Exercise details. Return the records that follow unaltered. Omit every picture.

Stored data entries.
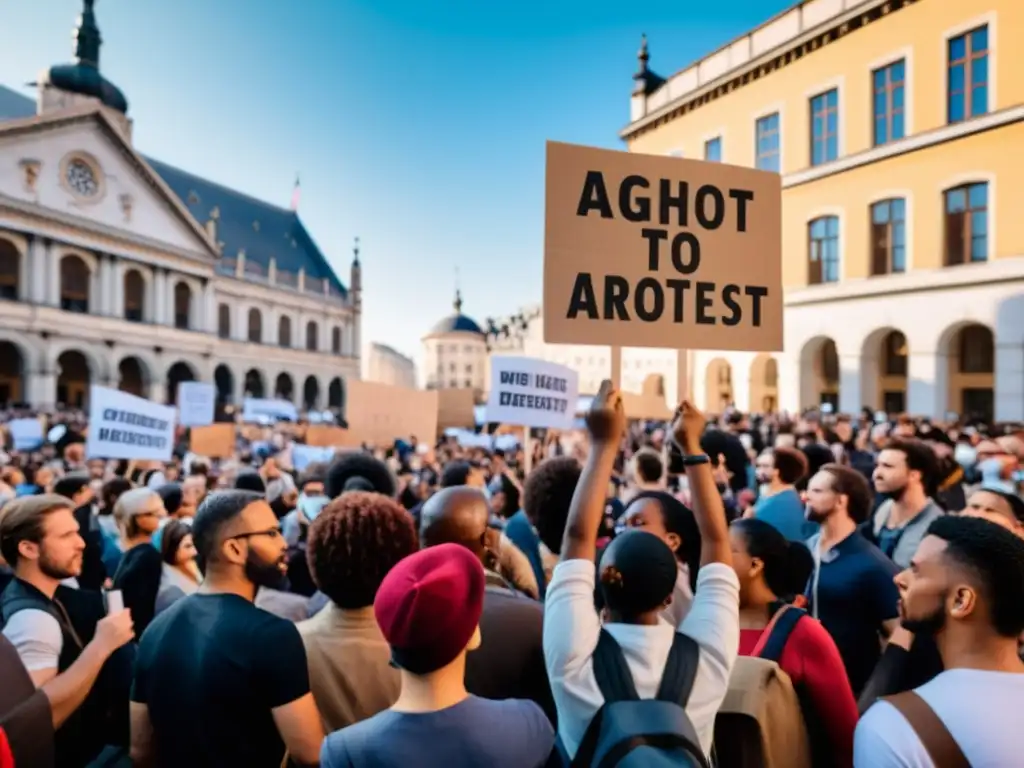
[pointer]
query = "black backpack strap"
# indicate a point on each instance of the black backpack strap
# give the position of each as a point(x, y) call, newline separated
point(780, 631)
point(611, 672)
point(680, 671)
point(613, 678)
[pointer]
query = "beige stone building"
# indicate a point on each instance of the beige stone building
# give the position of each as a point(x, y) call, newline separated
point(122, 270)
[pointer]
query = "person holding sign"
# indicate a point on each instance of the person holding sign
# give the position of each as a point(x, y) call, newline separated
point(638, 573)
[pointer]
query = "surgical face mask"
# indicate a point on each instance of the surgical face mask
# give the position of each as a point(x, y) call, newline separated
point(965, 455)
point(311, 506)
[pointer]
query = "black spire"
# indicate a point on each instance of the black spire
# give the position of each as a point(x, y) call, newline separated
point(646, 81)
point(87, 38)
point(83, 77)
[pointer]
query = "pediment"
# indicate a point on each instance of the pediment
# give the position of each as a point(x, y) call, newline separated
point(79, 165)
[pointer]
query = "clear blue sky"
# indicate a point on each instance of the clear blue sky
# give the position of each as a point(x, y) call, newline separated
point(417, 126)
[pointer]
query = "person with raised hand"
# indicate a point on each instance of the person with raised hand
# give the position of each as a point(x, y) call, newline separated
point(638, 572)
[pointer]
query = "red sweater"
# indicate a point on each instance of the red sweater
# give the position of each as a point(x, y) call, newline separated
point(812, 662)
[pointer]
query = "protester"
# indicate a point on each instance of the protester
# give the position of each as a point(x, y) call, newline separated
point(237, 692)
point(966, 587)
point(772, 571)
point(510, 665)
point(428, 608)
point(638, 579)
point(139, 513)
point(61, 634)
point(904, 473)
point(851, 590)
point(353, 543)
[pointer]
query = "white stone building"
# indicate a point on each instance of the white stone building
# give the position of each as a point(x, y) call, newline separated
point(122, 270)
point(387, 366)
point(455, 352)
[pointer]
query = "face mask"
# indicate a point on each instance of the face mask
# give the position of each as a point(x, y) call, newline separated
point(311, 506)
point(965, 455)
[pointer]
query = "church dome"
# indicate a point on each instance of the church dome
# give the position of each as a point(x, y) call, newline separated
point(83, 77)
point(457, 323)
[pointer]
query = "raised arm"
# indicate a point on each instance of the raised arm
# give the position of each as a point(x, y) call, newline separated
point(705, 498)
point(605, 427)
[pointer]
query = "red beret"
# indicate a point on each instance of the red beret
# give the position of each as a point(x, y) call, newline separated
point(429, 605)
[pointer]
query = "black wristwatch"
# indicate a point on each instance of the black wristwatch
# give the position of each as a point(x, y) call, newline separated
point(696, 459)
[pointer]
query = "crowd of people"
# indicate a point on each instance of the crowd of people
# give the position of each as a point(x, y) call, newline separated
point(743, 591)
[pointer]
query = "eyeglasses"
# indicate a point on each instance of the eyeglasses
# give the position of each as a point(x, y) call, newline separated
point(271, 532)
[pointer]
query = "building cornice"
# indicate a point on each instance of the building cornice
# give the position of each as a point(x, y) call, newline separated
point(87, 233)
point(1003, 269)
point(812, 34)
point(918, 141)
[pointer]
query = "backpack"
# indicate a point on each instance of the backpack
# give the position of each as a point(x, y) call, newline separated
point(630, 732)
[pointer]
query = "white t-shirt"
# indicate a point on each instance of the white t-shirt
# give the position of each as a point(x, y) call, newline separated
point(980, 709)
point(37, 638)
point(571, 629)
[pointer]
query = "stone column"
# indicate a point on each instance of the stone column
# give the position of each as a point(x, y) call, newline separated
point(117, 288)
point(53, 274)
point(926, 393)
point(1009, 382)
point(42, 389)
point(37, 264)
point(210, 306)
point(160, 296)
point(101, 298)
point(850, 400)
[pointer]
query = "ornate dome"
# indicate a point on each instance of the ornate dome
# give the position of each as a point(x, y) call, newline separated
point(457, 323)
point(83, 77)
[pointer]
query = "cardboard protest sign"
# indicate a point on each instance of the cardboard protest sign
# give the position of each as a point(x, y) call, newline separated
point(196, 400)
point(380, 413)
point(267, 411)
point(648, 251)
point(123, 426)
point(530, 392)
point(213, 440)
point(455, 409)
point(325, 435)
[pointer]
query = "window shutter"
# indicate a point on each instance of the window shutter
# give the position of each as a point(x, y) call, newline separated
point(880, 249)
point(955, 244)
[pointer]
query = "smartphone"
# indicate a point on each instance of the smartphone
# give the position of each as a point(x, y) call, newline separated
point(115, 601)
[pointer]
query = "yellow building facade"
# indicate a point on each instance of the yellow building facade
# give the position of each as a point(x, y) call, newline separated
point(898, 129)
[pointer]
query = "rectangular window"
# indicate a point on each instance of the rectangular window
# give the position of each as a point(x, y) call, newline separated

Final answer.
[pointer]
query = "black backpack strap"
# indicate a point on each instance of the black backpack strap
# give the position of each as a point(x, y) call, newline separated
point(780, 631)
point(611, 672)
point(680, 671)
point(613, 678)
[pointer]
query = "beige stone building"
# indicate a point on each instance of the beige stone building
# give the position of each as a point(x, y) call, newline separated
point(122, 270)
[pointer]
query = "person holding sign"
# indicate a point on each instance of the person holding sign
# give the position of each as a point(x, y) call, newline separated
point(638, 573)
[pointer]
query = "surgical face mask"
# indicate a point on each instance of the surgical face mask
# give the position of each as a point(x, y) call, newline separated
point(965, 455)
point(311, 506)
[pointer]
query = "black spire"
# indicate a point on each instance of the black spire
# give the position of each as a point(x, y) call, newline separated
point(646, 81)
point(87, 38)
point(83, 77)
[pointer]
query = "pediment"
# indicate a point on each instance of the pediment
# give the position of each as a point(x, y) call, newline separated
point(79, 165)
[pointer]
query = "clear blue sky"
# indicate a point on each instance of the clear blue sky
# give the position of each as a point(x, y) call, newline separated
point(417, 126)
[pointer]
query = "person with raised hand"
# indicate a point on each instance of the person with raised hand
# give the position of each as a point(x, y) call, newline separated
point(638, 572)
[pointer]
query = "red sweater"
# indicate a point on each instance of the red sweater
# give the position of each as a point(x, y) call, newline separated
point(812, 662)
[pointer]
query = "protester"
# indicate a point on each instance of the protester
# give the position of each as a point(x, y) call, newline separated
point(237, 692)
point(966, 587)
point(772, 571)
point(510, 665)
point(428, 608)
point(638, 579)
point(139, 513)
point(61, 634)
point(904, 473)
point(851, 590)
point(353, 543)
[pointer]
query = "white stone building"
# indicate a point on each instance of the white stone building
# give the position of each as a point(x, y) call, newline separated
point(122, 270)
point(387, 366)
point(455, 352)
[pointer]
query = "face mask"
# indicate a point on each instance of the face mask
# give the position of each as a point(x, y) call, newline separated
point(311, 506)
point(965, 455)
[pointer]
query = "church dome"
# indicate a point on each instance of the church dome
# give the position of each as a point(x, y) call, newline separated
point(83, 77)
point(457, 323)
[pointer]
query = "raised arm"
# indicate a point on each instance of the raised arm
# give the position of each as a point(x, y) call, newline separated
point(705, 498)
point(605, 427)
[pointer]
query = "red beret"
# indicate a point on each instance of the red beret
# give the position of each as a point(x, y) call, newline separated
point(429, 605)
[pointer]
query = "black wristwatch"
# indicate a point on each instance of the black wristwatch
# give the position of each as a point(x, y) call, newline separated
point(696, 459)
[pointer]
query = "crowd of people"
# indicate a point on each instance of the crowd of people
# give the position of each as a point(x, y) call, newline separated
point(743, 591)
[pointer]
query = "eyeglasses"
# indicate a point on each instance of the eyeglasses
# give the position of each as a point(x, y) call, newline separated
point(271, 532)
[pointer]
query = "building cornice"
# indicate a point on each instance of the building cornice
# give the position of each as a point(x, y) call, newline separated
point(87, 233)
point(1003, 269)
point(812, 34)
point(918, 141)
[pointer]
query = "backpack"
# indicate a point on each instance of the backpack
# give the position of each as a point(x, y) call, newline separated
point(630, 732)
[pointer]
query = "white t-shirt"
# indicate a point on each instance of the white t-shirt
# give the position of each as a point(x, y) call, newline separated
point(980, 709)
point(37, 638)
point(571, 629)
[pointer]
query = "stone column"
# indicate a point on each instance of the stone column
# give the position of each as a point(x, y) call, newline separated
point(117, 288)
point(53, 274)
point(926, 393)
point(1009, 382)
point(42, 389)
point(37, 264)
point(210, 306)
point(160, 296)
point(101, 298)
point(850, 400)
[pointer]
query = "ornate dome"
# indicate a point on each instance of the ornate dome
# give the position of each as a point(x, y) call, newline separated
point(457, 323)
point(83, 77)
[pointer]
query = "cardboard protest sign"
# indicate a point on each instance of the cardboard protest sign
# give the position of each as a point(x, y) call, newline separated
point(196, 400)
point(380, 413)
point(267, 411)
point(648, 251)
point(123, 426)
point(530, 392)
point(213, 440)
point(455, 409)
point(325, 435)
[pointer]
query = "window shutter"
# indicate a point on each instance of the window shutter
# give the position of each as a point(x, y) call, newline separated
point(880, 249)
point(955, 244)
[pointer]
query = "smartphone"
# indicate a point on each instance of the smartphone
# give the position of each as a point(x, y) call, newline separated
point(115, 601)
[pointer]
query = "yellow building facade"
# indicate a point on each instance of the yellow building facade
# give the position of each as a point(x, y) call, newline separated
point(898, 129)
[pointer]
query = "rectangular window"
# indicate a point on each instance of the rectangular window
# give the position of each as a point(x, y) call, newline separated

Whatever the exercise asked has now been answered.